## [Exercise prompt]
Please carry on the court judgment on the eviction suit below, starting right after its last sentence.

## [Article]
==================================================

4. The following issues were framed by the trial court:
“1. Whether the defendant was bound to hand
over the possession of the suit premises to
the plaintiff after the period of tenancy was
over on 13.11.1999? OPP.
2. Whether the plaintiff requires the suit
premises for her unemployed son?... OPP
3. Whether the plaintiff has rented the premises
for period of 11 years, as such is stopped from
claiming the eviction before the stipulated
period?... OPD
4. What is the comparative advantage and
disadvantage of the parties?... OPP/OPD
5. Whether the requirement of the plaintiff will
be satisfied by partially affecting the
defendant from suit premises?... OPD
6. To what relief the plaintiff is entitled to?”

5. Since we are concerned mainly with the requirement on
the ground of own occupation, we confine references only to the
consideration of issues 2 and 4.
“Issue No.2: With regard to issue no.2 whether
the plaintiff require the premises for her unemployed
son.
There is ample evidence on the file lead by the
plaintiff as well as admitted in cross examination by the
defendant that the husband of plaintiff has married with
a Hindu girl at Cochin and he is residing with his second
wife there. The plaintiff has two sons both of them are
idle. The elder one being of the aged of about 30 years
is not doing any work and that way is idle. It is also on
the record that he is not qualified so that he may aspire
for any government job nor has it been proved by the
defendant that he is associated with the business of his
father at Kochin. Every parent has a cherished desire to
get his or her ward settled in some job so that he can
have a sustenance in his life. The plaintiff does not
possess any commercial building other than the suit
premises where her son could start any business for his
sustenance. Though it is settled law on the subject that
there is a difference between desire and requirement.

==================================================

## [Stored data]

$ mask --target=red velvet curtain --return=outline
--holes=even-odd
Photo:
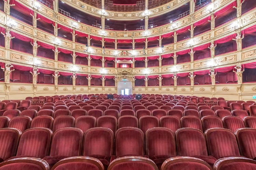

==================================================

## [The result]
Requirement means when objectively seen there must
be the necessity with the party to require the premises
for his own use. It is not a sheer desire only whether the
landlord may show his intent to occupy the premises.
So there is a difference between the two situations and
while differentiating the two situations the evidences on
the file is sufficient to prove that the son of the plaintiff
is in his 30s and is still idle. In these hard times, the
family requirements cannot be met by mere rent of
Rs.5000/- which defendant is paying. So in the given
circumstances, it has been proved by the plaintiff that
plaintiff requires the suit premises for her unemployed
son. The defendant has though tried to controvert this

position but have not been able to convince the court
that the son of the plaintiff is in any manner associated
with the business of his father at Cochin. So this issue is
also decided in favour of the plaintiff.
Issue No.4: With regard to issue no.4 of
comparative advantage and disadvantage of the parties,
the law on the subject is very clear that we have to take
into account while comparing the advantages and
disadvantages of the respective parties the interests of
the person for whose benefit the house and shop is held
whether he being landlord or the tenant. The
explanation to clause (h) of the J&K Houses and Shop
Rent Control Act contains specific provisions regarding
the weighing and measuring the relative hardship which
may be caused to the tenant or landlord in case of
granting or refusing a decree for eviction. The principle
of law enacted with the expansion is to the effect that
the law will lean in favour of the person to whom the
greater inconvenience and hardship is caused and would
grant the relief to the landlord only when his hardships
are likely to exceed the hardships which may be caused
to the tenant. Thus, the question of comparative
advantage and disadvantage has an important bearing
on the question of granting or refusing the relief. The
question of balance of convenience or principle of
comparative advantage and disadvantage will come up
only when the court is satisfied that the premises are
reasonably required by the landlord or any person for
whose behalf the house or shop is held. But before this
is to be decided, the court has to find and determine two
things i.e. I) reasonable requirements of the landlord or
the person for whose benefit the house or shop is held;
II) comparative advantage and disadvantage of the
landlord or any person and the tenant and these two
ingredients must coexist. So what is to be seen while
comparing these two aspects, we have to consider the
reasonable requirement of the landlord or ejectment of
his tenant. The question of requirement always differs
from case to case depending on the facts of its own.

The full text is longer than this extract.